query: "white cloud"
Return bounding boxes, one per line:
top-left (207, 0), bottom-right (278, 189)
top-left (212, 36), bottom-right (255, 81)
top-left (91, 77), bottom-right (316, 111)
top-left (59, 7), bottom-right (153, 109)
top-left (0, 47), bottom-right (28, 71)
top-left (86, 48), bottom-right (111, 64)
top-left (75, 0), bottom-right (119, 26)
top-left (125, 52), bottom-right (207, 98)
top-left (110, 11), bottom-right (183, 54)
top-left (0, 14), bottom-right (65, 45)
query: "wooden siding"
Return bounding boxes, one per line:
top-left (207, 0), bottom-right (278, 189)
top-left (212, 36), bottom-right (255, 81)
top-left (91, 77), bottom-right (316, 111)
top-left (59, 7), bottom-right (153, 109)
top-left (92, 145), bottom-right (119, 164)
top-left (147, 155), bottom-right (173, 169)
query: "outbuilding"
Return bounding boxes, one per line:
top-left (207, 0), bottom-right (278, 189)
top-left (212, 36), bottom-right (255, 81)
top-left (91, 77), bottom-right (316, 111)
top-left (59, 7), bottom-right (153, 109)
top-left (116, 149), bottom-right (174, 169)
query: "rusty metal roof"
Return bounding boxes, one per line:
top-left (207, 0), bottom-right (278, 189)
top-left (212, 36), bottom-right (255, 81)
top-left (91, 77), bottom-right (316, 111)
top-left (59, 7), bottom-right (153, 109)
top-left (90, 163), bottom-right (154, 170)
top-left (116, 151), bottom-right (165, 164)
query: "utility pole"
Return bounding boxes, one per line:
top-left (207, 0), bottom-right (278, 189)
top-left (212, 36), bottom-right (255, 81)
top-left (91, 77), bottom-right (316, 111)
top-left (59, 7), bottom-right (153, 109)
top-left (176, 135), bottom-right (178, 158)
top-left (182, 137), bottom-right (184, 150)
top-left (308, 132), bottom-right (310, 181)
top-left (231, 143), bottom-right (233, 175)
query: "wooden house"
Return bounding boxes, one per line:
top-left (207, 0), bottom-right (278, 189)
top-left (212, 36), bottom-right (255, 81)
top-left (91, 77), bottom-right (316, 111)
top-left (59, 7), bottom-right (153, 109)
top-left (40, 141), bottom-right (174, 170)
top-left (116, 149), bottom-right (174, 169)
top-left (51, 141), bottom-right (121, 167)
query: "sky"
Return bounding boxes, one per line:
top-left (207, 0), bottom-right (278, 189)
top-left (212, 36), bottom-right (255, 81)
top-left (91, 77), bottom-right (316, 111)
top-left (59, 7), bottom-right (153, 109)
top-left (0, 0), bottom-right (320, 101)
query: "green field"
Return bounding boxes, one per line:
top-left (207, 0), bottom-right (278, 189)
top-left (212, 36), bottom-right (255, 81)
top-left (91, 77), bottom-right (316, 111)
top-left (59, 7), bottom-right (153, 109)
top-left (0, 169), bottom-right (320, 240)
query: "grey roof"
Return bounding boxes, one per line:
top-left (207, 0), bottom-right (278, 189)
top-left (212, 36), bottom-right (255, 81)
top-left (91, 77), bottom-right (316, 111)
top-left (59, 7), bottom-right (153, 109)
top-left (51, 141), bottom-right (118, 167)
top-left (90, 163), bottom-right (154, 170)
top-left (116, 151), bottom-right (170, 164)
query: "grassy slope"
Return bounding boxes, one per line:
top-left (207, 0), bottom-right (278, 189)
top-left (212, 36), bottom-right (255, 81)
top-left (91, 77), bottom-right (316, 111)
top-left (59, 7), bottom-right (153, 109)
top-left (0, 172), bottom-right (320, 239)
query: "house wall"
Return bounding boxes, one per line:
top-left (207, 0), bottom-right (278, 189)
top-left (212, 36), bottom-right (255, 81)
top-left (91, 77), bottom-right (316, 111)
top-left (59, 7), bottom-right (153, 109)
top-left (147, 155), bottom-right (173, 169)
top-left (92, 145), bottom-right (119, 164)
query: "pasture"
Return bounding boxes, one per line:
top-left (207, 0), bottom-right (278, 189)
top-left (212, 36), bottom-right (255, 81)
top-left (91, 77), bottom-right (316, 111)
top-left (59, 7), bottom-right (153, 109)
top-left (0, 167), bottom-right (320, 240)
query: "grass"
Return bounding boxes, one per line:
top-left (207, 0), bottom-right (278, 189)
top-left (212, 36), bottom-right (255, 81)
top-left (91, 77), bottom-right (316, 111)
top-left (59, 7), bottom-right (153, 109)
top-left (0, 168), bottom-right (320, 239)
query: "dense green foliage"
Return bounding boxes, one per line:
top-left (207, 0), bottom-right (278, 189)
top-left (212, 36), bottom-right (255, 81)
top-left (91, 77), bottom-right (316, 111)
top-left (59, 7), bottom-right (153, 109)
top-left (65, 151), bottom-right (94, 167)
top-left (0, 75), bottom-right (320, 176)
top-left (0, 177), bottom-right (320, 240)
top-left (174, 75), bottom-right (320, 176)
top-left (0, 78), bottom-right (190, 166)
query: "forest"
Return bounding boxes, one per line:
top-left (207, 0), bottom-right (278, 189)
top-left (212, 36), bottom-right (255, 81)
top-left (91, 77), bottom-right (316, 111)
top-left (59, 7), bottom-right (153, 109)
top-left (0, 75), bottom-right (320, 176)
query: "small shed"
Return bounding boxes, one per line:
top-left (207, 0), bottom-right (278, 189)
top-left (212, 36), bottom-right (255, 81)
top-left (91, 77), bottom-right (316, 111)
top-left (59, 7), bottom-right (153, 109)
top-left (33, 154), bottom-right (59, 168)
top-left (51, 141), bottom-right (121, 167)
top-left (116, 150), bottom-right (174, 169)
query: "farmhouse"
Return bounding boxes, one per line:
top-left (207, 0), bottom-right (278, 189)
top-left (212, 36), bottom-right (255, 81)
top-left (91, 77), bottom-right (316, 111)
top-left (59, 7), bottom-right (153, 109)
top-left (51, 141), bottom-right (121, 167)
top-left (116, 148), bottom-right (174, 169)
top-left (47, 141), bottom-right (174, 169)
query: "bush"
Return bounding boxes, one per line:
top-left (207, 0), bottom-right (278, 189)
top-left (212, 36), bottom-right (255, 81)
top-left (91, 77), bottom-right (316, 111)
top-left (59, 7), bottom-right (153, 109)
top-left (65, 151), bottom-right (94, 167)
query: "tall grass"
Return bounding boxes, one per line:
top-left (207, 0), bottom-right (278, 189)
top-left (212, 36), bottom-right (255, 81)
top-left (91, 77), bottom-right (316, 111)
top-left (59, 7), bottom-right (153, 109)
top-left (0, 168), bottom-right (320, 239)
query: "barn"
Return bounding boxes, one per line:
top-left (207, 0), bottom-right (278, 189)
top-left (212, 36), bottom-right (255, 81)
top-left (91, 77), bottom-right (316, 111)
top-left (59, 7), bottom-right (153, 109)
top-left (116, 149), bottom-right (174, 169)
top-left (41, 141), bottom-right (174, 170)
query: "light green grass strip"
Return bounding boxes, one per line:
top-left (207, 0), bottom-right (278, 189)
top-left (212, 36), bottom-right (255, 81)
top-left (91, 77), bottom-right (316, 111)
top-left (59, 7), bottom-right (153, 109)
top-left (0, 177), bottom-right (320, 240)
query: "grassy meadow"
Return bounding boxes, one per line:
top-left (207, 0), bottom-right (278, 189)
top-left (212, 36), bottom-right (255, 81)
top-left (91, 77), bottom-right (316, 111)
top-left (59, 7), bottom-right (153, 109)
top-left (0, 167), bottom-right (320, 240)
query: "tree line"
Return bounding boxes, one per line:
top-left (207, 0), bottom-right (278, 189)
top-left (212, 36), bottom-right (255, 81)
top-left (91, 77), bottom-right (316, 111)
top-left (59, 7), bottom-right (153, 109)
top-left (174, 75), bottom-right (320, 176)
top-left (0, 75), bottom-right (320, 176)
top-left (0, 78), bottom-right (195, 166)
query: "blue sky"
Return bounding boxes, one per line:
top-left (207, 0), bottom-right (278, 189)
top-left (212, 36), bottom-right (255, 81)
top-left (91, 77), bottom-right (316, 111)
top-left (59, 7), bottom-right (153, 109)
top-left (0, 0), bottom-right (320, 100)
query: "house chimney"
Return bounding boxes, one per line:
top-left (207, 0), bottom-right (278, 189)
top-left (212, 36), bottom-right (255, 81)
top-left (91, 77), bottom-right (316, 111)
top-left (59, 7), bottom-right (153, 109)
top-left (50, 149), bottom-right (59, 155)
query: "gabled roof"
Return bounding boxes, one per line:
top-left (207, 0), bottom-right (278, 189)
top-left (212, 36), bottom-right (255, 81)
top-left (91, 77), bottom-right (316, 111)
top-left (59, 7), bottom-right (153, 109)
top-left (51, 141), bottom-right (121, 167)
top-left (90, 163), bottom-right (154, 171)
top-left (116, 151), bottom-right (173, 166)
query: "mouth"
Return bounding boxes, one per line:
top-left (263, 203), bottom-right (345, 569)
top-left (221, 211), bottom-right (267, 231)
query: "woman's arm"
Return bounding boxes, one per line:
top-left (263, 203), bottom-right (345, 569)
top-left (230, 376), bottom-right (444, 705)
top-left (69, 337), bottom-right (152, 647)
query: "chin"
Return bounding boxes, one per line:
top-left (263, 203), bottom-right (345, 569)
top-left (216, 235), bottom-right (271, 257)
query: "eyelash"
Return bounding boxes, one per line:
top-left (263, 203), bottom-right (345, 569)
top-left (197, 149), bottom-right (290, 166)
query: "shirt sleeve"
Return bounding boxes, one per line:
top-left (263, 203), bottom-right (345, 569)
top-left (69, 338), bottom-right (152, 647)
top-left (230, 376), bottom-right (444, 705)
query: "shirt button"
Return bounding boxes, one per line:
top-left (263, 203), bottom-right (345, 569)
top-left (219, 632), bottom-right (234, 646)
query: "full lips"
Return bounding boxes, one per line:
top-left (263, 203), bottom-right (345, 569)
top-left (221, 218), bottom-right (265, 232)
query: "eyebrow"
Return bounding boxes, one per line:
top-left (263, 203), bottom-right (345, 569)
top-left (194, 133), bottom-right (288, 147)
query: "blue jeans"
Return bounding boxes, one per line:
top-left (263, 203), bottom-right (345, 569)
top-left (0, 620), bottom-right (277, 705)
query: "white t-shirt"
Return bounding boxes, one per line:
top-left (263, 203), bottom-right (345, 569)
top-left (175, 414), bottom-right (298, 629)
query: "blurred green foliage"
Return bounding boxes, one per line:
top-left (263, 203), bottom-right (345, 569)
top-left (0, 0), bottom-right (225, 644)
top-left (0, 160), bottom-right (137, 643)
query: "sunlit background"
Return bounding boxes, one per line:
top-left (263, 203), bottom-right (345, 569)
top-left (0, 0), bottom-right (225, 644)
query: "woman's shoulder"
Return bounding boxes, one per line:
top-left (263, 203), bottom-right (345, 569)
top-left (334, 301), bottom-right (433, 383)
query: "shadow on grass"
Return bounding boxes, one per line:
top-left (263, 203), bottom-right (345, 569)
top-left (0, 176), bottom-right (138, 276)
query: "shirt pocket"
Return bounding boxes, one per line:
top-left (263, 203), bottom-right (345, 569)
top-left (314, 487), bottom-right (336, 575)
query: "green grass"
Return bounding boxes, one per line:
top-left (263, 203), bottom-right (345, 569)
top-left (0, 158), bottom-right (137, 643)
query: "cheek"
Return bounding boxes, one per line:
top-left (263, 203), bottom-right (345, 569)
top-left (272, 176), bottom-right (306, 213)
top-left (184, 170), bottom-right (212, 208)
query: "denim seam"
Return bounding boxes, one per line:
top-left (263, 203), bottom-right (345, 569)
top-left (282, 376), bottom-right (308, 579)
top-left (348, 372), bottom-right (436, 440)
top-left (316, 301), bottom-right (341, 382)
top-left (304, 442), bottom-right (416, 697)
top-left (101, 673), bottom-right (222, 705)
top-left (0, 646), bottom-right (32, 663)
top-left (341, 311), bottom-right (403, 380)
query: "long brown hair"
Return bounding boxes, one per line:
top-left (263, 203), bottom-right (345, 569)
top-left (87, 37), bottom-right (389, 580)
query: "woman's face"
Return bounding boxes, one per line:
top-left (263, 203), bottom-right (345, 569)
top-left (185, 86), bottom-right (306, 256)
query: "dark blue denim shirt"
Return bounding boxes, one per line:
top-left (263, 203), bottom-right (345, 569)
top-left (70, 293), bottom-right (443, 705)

──────────────────────────────

Please reproduce the lines above word for word, covering the stretch from the very first line through the one containing "top-left (231, 143), bottom-right (233, 175)".

Complete answer >>
query: "white cloud"
Return bounding boxes, one per line:
top-left (207, 0), bottom-right (278, 189)
top-left (212, 36), bottom-right (255, 81)
top-left (91, 77), bottom-right (316, 111)
top-left (59, 7), bottom-right (153, 109)
top-left (0, 47), bottom-right (28, 71)
top-left (86, 48), bottom-right (111, 64)
top-left (75, 0), bottom-right (119, 26)
top-left (125, 52), bottom-right (207, 98)
top-left (110, 11), bottom-right (183, 54)
top-left (0, 14), bottom-right (65, 45)
query: "wooden siding"
Return bounding boxes, one per line:
top-left (207, 0), bottom-right (278, 189)
top-left (212, 36), bottom-right (255, 81)
top-left (91, 77), bottom-right (316, 111)
top-left (59, 7), bottom-right (153, 109)
top-left (92, 145), bottom-right (119, 164)
top-left (147, 155), bottom-right (173, 169)
query: "outbuilding"
Return bounding boxes, one per line:
top-left (207, 0), bottom-right (278, 189)
top-left (212, 36), bottom-right (255, 81)
top-left (91, 77), bottom-right (316, 111)
top-left (59, 7), bottom-right (153, 109)
top-left (116, 149), bottom-right (174, 169)
query: "rusty metal roof"
Return bounding boxes, one per line:
top-left (207, 0), bottom-right (278, 189)
top-left (212, 36), bottom-right (255, 81)
top-left (91, 77), bottom-right (316, 111)
top-left (59, 7), bottom-right (153, 109)
top-left (90, 163), bottom-right (154, 170)
top-left (116, 151), bottom-right (165, 164)
query: "utility pole"
Return bounding boxes, one per line:
top-left (207, 0), bottom-right (278, 189)
top-left (212, 36), bottom-right (255, 81)
top-left (91, 77), bottom-right (316, 111)
top-left (59, 7), bottom-right (153, 109)
top-left (176, 135), bottom-right (178, 158)
top-left (182, 137), bottom-right (184, 150)
top-left (308, 132), bottom-right (310, 181)
top-left (231, 143), bottom-right (233, 175)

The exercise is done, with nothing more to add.